◆ SOURCE PASSAGE
****
NEW YORK, Sept. 12, 2011 /PRNewswire/ -- M & F Worldwide Corp. (NYSE: MFW) ("MFW" or the "Company") and MacAndrews & Forbes Holdings Inc. ("MacAndrews & Forbes") today announced that they have entered into a definitive merger agreement under which MFW will be merged with a subsidiary of MacAndrews & Forbes and all outstanding shares of MFW common stock not owned by MacAndrews & Forbes will be converted into the right to receive $25 in cash per share. MacAndrews & Forbes currently owns approximately 43% of the outstanding shares of MFW common stock. The cash consideration represents a greater than 47% premium to the Company's closing share price on June 10, 2011, the last trading day prior to MacAndrews & Forbes' announcement of its proposal to acquire the shares of MFW common stock that it did not already own and a greater than 22% premium to the Company's closing share price on September 9, 2011, the last trading day prior to today's announcement of the execution of a definitive merger agreement.
The transaction was approved by the board of directors of MFW, upon the recommendation and approval of a special committee comprised entirely of independent directors that was formed to evaluate and consider the transaction. The special committee's recommendation and approval followed a thorough examination of the transaction, which occurred over a three-month period. Evercore Group L.L.C. acted as financial advisor and Willkie Farr & Gallagher LLP acted as legal counsel to the special committee. Moelis & Company acted as financial advisor and Skadden, Arps, Slate, Meagher & Flom LLP acted as legal counsel to MacAndrews & Forbes.
The transaction is subject to the receipt of regulatory approvals and other customary closing conditions. The transaction is also subject to a non-waivable condition that a majority of the outstanding shares of MFW common stock not owned by MacAndrews & Forbes or its directors and officers vote in favor of the adoption of the merger agreement. MacAndrews & Forbes has agreed to vote the shares of MFW common stock it owns in favor of the merger agreement. The transaction is not subject to any financing contingency.
The transaction is expected to close during the fourth quarter of 2011, subject to the review and clearance of required filings by the Securities Exchange Commission ("SEC").
Additional Information and Where to Find It
This press release is neither a solicitation of a proxy nor an offer to purchase or a solicitation of an offer to sell shares of MFW common stock, and is not a substitute for any proxy statement or other filing that may be made with the SEC in connection with the transaction. In connection with the transaction, MFW intends to file a proxy statement and other relevant materials with the SEC, and MFW and certain other persons, including MacAndrews & Forbes, intend to file a Schedule 13E-3 transaction statement with the SEC. MFW stockholders are strongly advised to read such materials when they become available because they will contain important information about the transaction. Once filed, these documents will be available at no charge on the SEC's website at www.sec.gov.
****
◆ DATA EXCERPTS
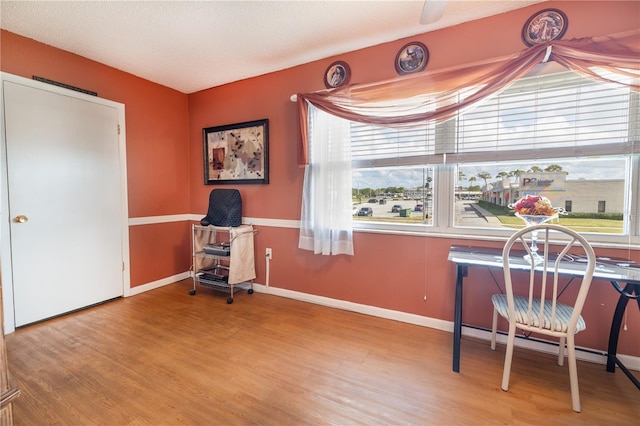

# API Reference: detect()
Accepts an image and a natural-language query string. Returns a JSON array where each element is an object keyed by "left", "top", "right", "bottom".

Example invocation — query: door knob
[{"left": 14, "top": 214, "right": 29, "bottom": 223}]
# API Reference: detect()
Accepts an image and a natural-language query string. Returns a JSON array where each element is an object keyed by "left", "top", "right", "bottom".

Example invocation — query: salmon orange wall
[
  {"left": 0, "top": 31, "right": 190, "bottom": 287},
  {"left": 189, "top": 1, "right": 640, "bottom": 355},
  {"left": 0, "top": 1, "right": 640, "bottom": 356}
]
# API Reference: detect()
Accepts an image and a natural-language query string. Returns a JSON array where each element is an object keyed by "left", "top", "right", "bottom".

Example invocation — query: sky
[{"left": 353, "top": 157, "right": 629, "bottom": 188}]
****
◆ EXPLORE THE MATERIAL
A. From the merger announcement, copy the part that opens with the words containing "Additional Information and" and closes with "website at www.sec.gov.".
B. Summarize the merger announcement in two sentences.

◆ ANSWERS BELOW
A.
Additional Information and Where to Find It
This press release is neither a solicitation of a proxy nor an offer to purchase or a solicitation of an offer to sell shares of MFW common stock, and is not a substitute for any proxy statement or other filing that may be made with the SEC in connection with the transaction. In connection with the transaction, MFW intends to file a proxy statement and other relevant materials with the SEC, and MFW and certain other persons, including MacAndrews & Forbes, intend to file a Schedule 13E-3 transaction statement with the SEC. MFW stockholders are strongly advised to read such materials when they become available because they will contain important information about the transaction. Once filed, these documents will be available at no charge on the SEC's website at www.sec.gov.

B. MFW and MacAndrews & Forbes, which owns about 43% of MFW's shares, have agreed to a merger under which all outstanding MFW common stock not owned by MacAndrews & Forbes will be converted into the right to receive $25 in cash per share. MFW's board approved the deal on the recommendation of a special committee of independent directors, and the deal is expected to close in the fourth quarter of 2011, subject to regulatory approvals and a majority vote of the shares not owned by MacAndrews & Forbes or its directors and officers.